Given text:
+ + + +

The path of destruction of Hurricane Irma up Florida’s Gulf Coast and the islands of the Caribbean is expected to disrupt the region’s thriving tourism sectors – just months ahead of the busy winter travel season – when Northern Hemisphere holidaymakers typically seek out the more tropical climates.
Just over a month ago, Florida announced a record-setting number of visitors with more than 60 million tourists vacationing in the Sunshine State since January and nearly 113 million in 2016, spending $109 billion overall.
Although the extent of the damage is yet to be determined and has been deemed incalculable in the short-term, it is clear that travel brands will suffer from quite dramatic fallout this year – especially smaller tour operators and local, family-run businesses dependent on tourist traffic for business.
Furthermore, many of the impacted islands rely on tourism more than any other sector as a source of income – and dependent on how quickly infrastructure can rebuild, how many cruise lines choose to cancel or change itineraries, and how soon travellers chose to return to the area – the fourth quarter of 2017 will be a slow one.
- State officials estimated that 5.6 million residents and tourists have been evacuated north since the storms hit.

+ + + +

Collected data:

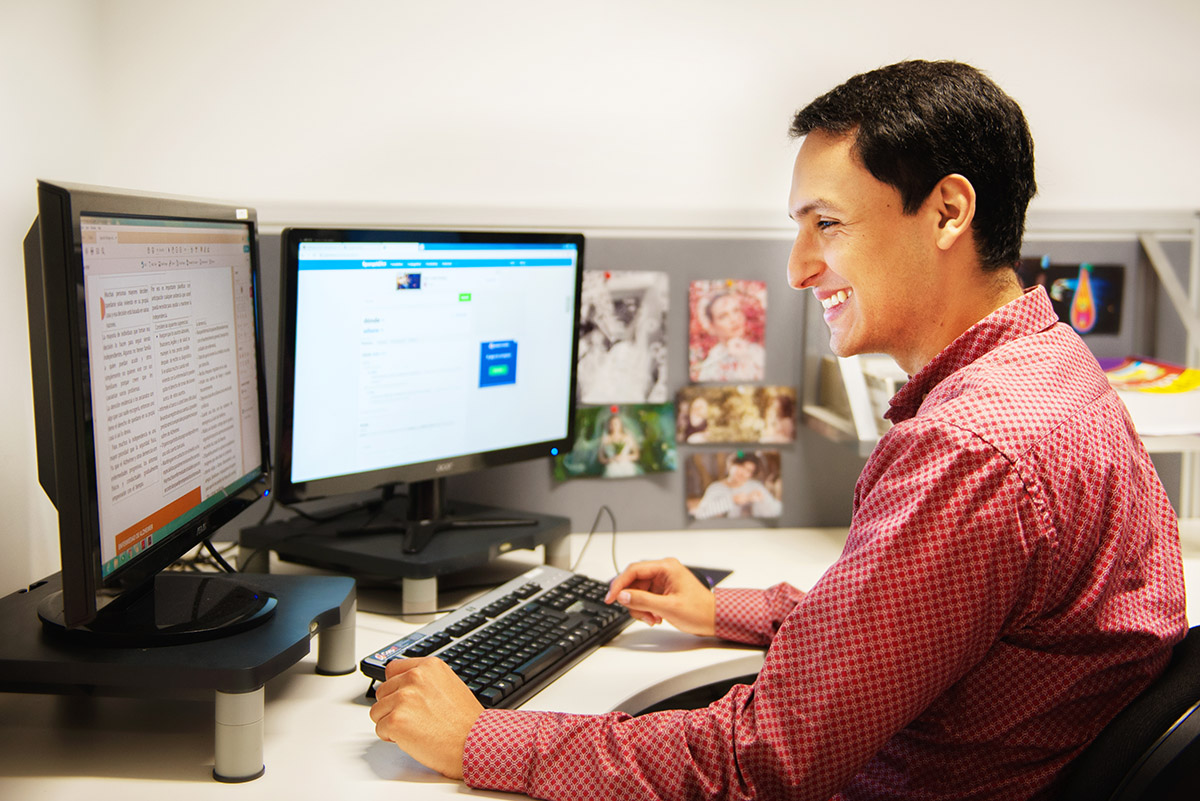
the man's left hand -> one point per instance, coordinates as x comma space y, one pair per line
426, 710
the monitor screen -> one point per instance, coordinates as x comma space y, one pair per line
172, 371
148, 380
406, 356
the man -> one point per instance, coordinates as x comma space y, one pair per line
1012, 574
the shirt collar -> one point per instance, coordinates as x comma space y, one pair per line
1020, 317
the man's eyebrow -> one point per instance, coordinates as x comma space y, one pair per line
820, 204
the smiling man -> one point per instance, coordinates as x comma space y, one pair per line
1012, 573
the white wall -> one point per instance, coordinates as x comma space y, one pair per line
617, 113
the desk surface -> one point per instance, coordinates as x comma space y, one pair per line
319, 741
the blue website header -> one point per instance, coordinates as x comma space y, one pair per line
409, 264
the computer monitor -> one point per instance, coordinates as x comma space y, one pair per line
408, 356
149, 401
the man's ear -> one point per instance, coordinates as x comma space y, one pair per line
954, 203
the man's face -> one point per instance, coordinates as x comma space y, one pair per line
871, 266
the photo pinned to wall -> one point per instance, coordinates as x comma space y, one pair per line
1086, 296
619, 441
726, 330
736, 414
623, 337
733, 485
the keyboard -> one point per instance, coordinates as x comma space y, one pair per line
516, 638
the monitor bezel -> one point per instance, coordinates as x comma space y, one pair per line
58, 341
291, 492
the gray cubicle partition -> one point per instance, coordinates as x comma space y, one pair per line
819, 475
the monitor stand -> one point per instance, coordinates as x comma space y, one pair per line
351, 546
427, 516
171, 609
234, 668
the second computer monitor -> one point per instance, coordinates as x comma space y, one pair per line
407, 356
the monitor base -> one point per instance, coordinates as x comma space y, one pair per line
173, 609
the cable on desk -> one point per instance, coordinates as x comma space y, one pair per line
588, 540
217, 558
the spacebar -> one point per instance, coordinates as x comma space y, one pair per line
539, 663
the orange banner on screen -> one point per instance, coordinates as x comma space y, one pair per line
151, 523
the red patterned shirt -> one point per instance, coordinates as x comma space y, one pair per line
1011, 579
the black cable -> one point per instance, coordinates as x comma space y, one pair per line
217, 558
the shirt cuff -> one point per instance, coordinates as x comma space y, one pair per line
499, 750
743, 615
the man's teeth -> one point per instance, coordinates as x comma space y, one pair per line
835, 300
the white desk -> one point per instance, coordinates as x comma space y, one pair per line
319, 741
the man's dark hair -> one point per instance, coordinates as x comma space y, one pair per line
915, 122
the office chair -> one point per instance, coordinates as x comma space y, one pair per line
1151, 751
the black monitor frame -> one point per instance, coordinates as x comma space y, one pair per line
424, 480
63, 403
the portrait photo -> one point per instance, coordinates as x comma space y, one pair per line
733, 485
623, 337
619, 441
726, 330
736, 414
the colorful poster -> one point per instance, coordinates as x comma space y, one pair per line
733, 485
619, 441
726, 330
736, 414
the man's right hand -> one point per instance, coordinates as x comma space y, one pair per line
664, 589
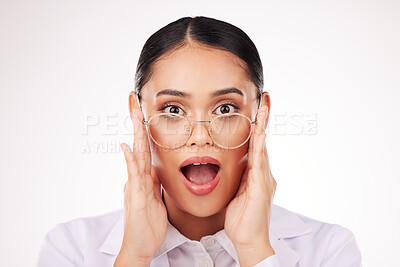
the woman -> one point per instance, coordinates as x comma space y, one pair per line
200, 188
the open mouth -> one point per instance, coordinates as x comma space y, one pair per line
200, 173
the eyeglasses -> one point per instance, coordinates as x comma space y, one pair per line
229, 130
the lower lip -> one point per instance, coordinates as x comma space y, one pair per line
203, 189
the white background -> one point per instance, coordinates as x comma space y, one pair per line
65, 64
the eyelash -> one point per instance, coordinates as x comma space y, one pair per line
171, 105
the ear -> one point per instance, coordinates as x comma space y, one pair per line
266, 101
133, 102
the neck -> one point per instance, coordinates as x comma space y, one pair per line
190, 226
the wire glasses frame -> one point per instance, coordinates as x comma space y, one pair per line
147, 122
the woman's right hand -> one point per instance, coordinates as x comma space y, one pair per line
145, 214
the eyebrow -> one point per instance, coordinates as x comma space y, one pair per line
224, 91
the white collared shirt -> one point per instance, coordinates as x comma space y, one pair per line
298, 241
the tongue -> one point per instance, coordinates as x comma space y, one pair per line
200, 174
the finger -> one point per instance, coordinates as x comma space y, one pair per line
131, 164
156, 183
259, 139
141, 143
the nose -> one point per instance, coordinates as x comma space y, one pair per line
200, 135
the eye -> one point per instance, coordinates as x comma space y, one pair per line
168, 108
227, 108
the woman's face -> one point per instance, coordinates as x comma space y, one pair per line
199, 71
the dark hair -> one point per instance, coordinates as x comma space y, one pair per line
206, 31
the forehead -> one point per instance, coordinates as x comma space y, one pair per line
198, 71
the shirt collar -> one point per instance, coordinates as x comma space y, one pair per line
283, 224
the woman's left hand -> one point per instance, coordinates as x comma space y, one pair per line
248, 215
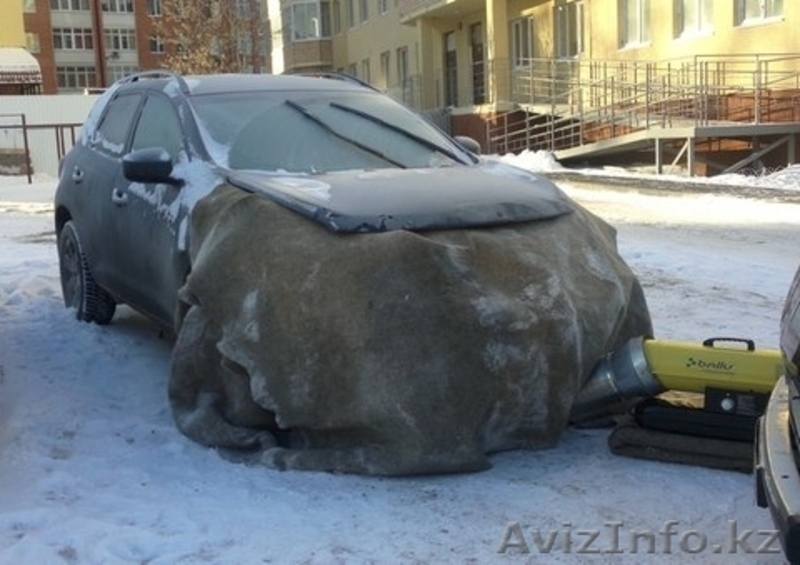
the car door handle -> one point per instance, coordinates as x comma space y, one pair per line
118, 197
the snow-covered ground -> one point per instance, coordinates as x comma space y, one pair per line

+ + + +

Set of tasks:
(1) In the Hurricane Irma article, how much did Florida's visitors spend overall in 2016?
(2) Extend the Hurricane Irma article with a few more sentences after its final one.
None of the entries are needed here.

Response list:
(1) $109 billion.

(2)
- Some of Florida’s biggest attractions have announced temporary closures, including Walt Disney’s Magic Kingdom, Universal Studios, Legoland and Sea World.
- More than 3000 flights in to and out of Florida have been cancelled. Airlines are expecting to return to normal operations this week.
- Approximately 20 cruise lines have Miami as a port of call, and many have made statements saying they have revised their itineraries or cancelled them altogether. Multiple companies even sent ships full of employees and evacuees out to sea.
- Several popular port destinations including Anguilla, Barbuda, St. Martin, St. Thomas and the British Virgin Islands have suffered extensive damage that will most likely keep cruise traffic away for the foreseeable future as cruise ports, hotels and airports recover.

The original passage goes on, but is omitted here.